-------- PASSAGE TO READ --------

Day 3616 of the 7 day Bible verse challenge.


Ecclesiastes 5:16 NIV

An undue sight, an unsure realization, a thing which shouldn’t seemingly be as it so clearly has become, a grievance against a conscience as considered opposite the reality from which we’ve so sadly stumbled into who we’ve been.

Indeed, it is a quite breathtaking heartbreaking to look around and see the sights of things assumed alongside what said assumptions have so widely inspired us all to become. Such ideas as a theoretical best life as bought by this belief that what we buy is somehow not what we become when the truth contends so clearly against such a bold-faced lie. Yes, it’s truly a grievous evil into which we’ve plunged at what is a break-neck speed in which what we seek is anymore all we speak.

Yes, we’ve found so much of the world that we’ve all but lost our word.

For what can our word mean when it means anything from everything to nothing as measured by whatever measure of matter we’re pretending might matter for the day? Following that, what can a day mean when we so give them over to the chasing after these winds of want and wish within which we seek only what we don’t yet have, forsaken then all we have and have been given? What can what we’ve been given mean when we set our sights through sleepless nights to seeking for ways to win those wants that must then mean more?

What can life mean when it’s anymore lived for only what we leave?

This has become what’s the latest contemplation within a life-long line of the same. I am indeed beyond grateful that God so asks me so continually to consider things I’ve not wanted to before. Seems as if He’s finally seeing some sort of decided dividend from what been His life-long patience as proven all while I’ve fought from having to process the pettiness of my every preference. Finally seeing in me what He always knew was there, just always waiting for me to stop chasing the air.

Alas, it’s taken the better of this 37 as we’re taught here only the contrary. That we should chase after the wind of want and win, seeing within somehow something of substance despite our none of us having ever captured a photo of that which knows only to blow. Ever seen the wind? I don’t mean as evidenced by perhaps a few leaves blowing about come autumn nor the snow which blow about when the temperature’s bottom drops out.

No, have you ever seen the wind?

Isn’t it quite interesting then that we live in a place that continues to chase what they can’t see into the uncertainty of just how long they might have it should they ever manage to catch up? Doesn’t this sound a bit like faith? A blind trust in the unknown? A humbled expectation of the experiencing of that for which we’ve long been believing? A childlike chasing after what we assume to never perceive we may never prove ourselves able to catch?

Riding bicycles off curbs trying to fly or as if rangers running down bandits slinking around our neighborhoods?

Tell me then why the Christian faith is foolish when all in this world know far more of faith than they’ve ever dared let on?

Granted, many of those most who do find all faith a foolish toast to the unknown and thus far untried, they don’t necessary seem to see any real reason to really see it that way. Perhaps that’s because their version of wind has a place in a storeroom window or a spot sat safely upon some shelf somewhere or is waiting there beyond the air that they need to breathe in order to be where this new additive to a life addictive is found to be still ready to buy.

Yes, our wind here is bought by the pound or presumption as within all of that that so many are pursuing is proven to be only all that we’re promised to one day be left losing. And yet, no, we see it not from this angle, this fallen angel flying so forcefully into our fighting to keep finding the abundance of possessions that we’re adamant to leave one day having proven could consist in life. For unto us that is life, just what we have as held without the heart to admit that we can’t hold it for long.

-------- INFORMATION SHOWN --------

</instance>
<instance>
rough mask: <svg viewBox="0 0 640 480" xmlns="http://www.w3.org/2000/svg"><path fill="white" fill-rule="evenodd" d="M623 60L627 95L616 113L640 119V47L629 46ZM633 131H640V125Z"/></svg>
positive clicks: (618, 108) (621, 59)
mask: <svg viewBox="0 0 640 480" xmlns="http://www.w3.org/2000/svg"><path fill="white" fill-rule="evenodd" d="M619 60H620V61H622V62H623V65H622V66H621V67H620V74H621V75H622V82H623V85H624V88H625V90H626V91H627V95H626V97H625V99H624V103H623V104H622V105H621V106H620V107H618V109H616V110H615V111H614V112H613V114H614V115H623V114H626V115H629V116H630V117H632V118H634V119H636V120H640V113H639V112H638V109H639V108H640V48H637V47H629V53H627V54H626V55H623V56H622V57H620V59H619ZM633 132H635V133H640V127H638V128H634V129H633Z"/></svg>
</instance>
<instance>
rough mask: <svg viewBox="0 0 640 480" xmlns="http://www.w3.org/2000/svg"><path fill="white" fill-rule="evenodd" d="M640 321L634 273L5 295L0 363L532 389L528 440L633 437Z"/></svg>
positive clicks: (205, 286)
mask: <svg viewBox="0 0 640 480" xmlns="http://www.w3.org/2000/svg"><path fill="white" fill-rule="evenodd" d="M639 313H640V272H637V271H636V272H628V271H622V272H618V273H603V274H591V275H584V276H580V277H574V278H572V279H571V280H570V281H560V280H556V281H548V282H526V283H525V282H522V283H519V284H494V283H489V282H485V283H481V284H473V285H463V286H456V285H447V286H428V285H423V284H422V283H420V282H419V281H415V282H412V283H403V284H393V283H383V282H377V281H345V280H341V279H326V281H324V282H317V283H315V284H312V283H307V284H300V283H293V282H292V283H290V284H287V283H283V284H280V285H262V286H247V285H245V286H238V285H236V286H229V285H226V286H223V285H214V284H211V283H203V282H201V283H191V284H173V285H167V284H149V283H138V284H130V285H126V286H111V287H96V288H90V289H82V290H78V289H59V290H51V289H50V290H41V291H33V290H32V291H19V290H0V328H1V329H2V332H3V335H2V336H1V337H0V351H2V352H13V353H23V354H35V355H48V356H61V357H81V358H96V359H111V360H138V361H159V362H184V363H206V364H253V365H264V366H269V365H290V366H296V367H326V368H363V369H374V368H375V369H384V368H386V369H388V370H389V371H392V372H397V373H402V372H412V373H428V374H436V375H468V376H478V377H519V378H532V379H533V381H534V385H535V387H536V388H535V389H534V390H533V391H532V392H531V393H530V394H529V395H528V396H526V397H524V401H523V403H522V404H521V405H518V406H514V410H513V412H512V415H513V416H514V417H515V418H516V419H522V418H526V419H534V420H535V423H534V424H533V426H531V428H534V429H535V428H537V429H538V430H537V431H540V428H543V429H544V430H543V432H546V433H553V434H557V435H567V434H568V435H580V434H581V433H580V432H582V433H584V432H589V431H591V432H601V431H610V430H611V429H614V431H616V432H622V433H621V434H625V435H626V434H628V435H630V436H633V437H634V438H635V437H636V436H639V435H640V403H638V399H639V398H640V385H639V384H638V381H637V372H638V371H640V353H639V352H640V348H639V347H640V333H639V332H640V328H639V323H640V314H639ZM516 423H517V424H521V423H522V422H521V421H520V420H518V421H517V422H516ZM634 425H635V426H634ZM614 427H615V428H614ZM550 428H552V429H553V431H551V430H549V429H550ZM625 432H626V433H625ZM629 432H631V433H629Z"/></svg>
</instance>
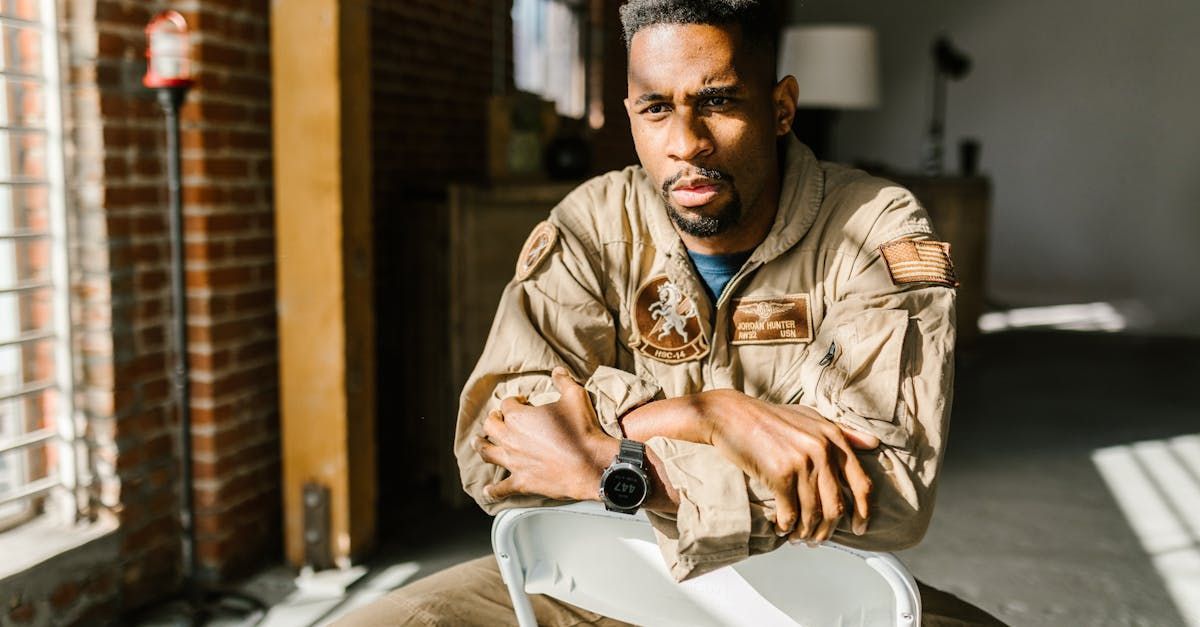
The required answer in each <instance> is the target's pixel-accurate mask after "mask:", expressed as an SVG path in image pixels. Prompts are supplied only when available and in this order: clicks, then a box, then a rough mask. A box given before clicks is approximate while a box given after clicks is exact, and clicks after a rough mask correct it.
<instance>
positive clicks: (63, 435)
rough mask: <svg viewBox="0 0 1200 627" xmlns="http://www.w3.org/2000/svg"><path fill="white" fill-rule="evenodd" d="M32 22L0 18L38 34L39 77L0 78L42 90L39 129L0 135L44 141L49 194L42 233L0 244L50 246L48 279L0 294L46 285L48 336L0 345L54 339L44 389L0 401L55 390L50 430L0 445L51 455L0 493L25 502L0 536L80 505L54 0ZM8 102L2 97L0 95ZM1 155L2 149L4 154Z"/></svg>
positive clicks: (44, 147) (20, 236)
mask: <svg viewBox="0 0 1200 627" xmlns="http://www.w3.org/2000/svg"><path fill="white" fill-rule="evenodd" d="M37 10H38V14H37V19H36V20H30V19H22V18H16V17H8V16H0V28H11V26H14V28H20V29H29V30H35V31H36V32H38V34H40V35H41V37H40V38H41V47H40V54H41V73H40V74H37V76H30V74H25V73H20V72H11V71H8V70H7V68H4V70H0V77H4V78H5V79H6V82H7V80H10V79H12V78H16V79H19V80H26V82H32V83H38V84H41V86H42V118H43V121H42V127H41V129H38V127H37V126H7V125H5V126H0V130H4V131H11V132H8V133H7V135H8V136H10V137H12V132H17V133H26V132H41V133H42V135H43V142H44V143H43V153H44V166H46V172H44V174H46V175H44V185H46V191H47V195H46V196H47V199H46V210H47V217H48V228H47V231H46V232H44V233H43V232H37V233H34V232H12V233H5V234H0V239H4V240H12V241H17V240H20V239H29V238H41V239H49V240H50V246H49V280H48V281H42V282H40V283H37V285H38V286H40V287H36V286H35V287H30V286H23V285H20V282H19V281H18V283H17V285H16V286H13V287H12V288H0V291H2V292H19V291H25V289H31V288H44V287H47V286H49V288H50V292H52V298H50V301H52V309H53V312H52V324H50V326H49V333H46V329H44V328H43V329H38V330H35V332H30V333H18V335H17V336H16V338H13V339H7V338H0V346H12V345H19V346H23V345H26V344H30V342H36V341H46V340H53V341H54V348H53V359H54V368H53V371H54V378H53V380H52V381H48V382H35V383H29V384H22V386H20V387H19V388H17V389H16V390H14V392H6V393H4V394H2V395H0V400H11V399H18V398H24V396H29V395H31V394H37V393H40V392H42V390H46V389H52V388H53V389H55V390H56V392H58V399H56V402H55V414H54V416H53V419H54V424H53V426H52V428H47V429H41V430H37V431H32V432H29V434H23V435H19V436H17V437H10V438H6V440H4V441H0V452H4V453H5V454H12V453H13V452H18V450H22V449H26V448H30V447H36V446H46V444H49V446H52V447H54V449H55V450H54V455H53V458H50V460H49V461H48V464H50V467H48V468H47V477H46V478H42V479H35V480H32V482H30V480H28V478H26V480H24V483H23V485H22V488H18V489H16V490H11V491H7V492H6V494H0V504H7V503H13V502H19V503H25V504H26V507H24V508H22V512H20V513H18V514H14V515H10V516H7V518H4V519H0V532H4V531H8V530H12V529H14V527H17V526H19V525H22V524H24V522H28V521H29V520H32V519H35V518H37V516H38V515H40V514H43V513H46V514H50V515H56V516H60V518H61V520H62V521H64V522H73V521H76V520H78V519H79V515H80V513H82V512H80V502H79V500H78V497H77V495H78V486H79V484H80V480H79V464H78V460H79V459H80V450H79V449H80V446H83V444H82V443H80V442H79V441H78V440H77V424H76V419H77V418H76V411H74V384H73V383H74V376H73V366H72V357H73V356H72V347H73V340H72V326H71V282H70V280H71V273H70V246H68V225H67V214H66V177H65V163H66V160H65V150H64V148H65V136H64V118H62V80H61V66H60V55H59V44H60V42H59V32H60V31H59V19H58V17H59V16H58V7H56V0H38V1H37ZM4 97H7V95H4ZM2 148H4V149H7V147H2ZM30 183H43V181H41V180H37V181H32V180H17V179H13V180H7V181H0V186H17V185H26V184H30Z"/></svg>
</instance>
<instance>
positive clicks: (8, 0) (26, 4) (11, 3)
mask: <svg viewBox="0 0 1200 627" xmlns="http://www.w3.org/2000/svg"><path fill="white" fill-rule="evenodd" d="M37 4H38V2H37V0H0V16H4V17H12V18H17V19H28V20H30V22H37V20H38V19H40V16H38V12H37Z"/></svg>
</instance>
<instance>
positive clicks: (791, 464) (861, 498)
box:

--------

**TASK SET**
[a] Which Bible verse heads the devotional text?
[b] Arrange the records from their first line up to and including the line with "positive clicks: (618, 108) (621, 59)" as a JSON list of strings, one string per line, leaving out blank lines.
The records bear no relation to the text above them.

**ANSWERS TO THE PROBLEMS**
[a] Ecclesiastes 5:16 NIV

[b]
[
  "</instance>",
  "<instance>",
  "rough mask: <svg viewBox=\"0 0 640 480\" xmlns=\"http://www.w3.org/2000/svg\"><path fill=\"white\" fill-rule=\"evenodd\" d=\"M623 60L627 95L616 113L640 119V47L629 46ZM633 131H640V125Z\"/></svg>",
  "positive clicks: (618, 108) (621, 59)"
]